[INSTRUCTIONS FOR THE TASK]:
Count the lines in the items below that contain the string "minaret". Reply with the number only.

[DATASET ROWS]:
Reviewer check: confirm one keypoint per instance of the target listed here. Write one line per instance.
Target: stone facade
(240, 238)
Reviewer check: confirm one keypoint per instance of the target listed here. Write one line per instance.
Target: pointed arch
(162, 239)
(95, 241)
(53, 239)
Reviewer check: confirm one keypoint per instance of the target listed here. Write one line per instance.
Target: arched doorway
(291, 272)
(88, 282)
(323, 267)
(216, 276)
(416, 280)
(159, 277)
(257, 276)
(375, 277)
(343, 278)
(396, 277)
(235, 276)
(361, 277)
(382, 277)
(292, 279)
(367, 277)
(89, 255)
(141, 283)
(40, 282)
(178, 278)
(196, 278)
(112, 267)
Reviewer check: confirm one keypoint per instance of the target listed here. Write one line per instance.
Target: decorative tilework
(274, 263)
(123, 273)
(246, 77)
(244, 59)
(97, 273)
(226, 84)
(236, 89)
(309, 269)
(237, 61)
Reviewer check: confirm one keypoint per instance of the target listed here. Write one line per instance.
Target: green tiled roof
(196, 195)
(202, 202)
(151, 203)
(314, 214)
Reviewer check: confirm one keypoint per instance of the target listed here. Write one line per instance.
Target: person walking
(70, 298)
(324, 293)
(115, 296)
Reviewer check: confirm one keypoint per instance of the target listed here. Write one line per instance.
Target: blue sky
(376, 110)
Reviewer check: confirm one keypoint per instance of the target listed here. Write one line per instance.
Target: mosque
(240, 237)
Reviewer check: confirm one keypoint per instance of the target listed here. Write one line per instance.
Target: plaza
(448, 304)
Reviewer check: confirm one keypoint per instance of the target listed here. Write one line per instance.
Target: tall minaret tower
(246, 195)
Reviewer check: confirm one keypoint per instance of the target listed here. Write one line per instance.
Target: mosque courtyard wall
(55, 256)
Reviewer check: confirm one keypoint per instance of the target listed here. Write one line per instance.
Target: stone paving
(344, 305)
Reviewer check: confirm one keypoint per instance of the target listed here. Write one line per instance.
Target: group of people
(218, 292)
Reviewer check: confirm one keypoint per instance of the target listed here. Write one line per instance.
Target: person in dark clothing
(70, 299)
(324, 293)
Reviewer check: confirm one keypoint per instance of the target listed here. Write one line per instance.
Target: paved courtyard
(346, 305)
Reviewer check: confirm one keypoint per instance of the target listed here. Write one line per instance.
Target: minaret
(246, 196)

[THE RESPONSE]:
2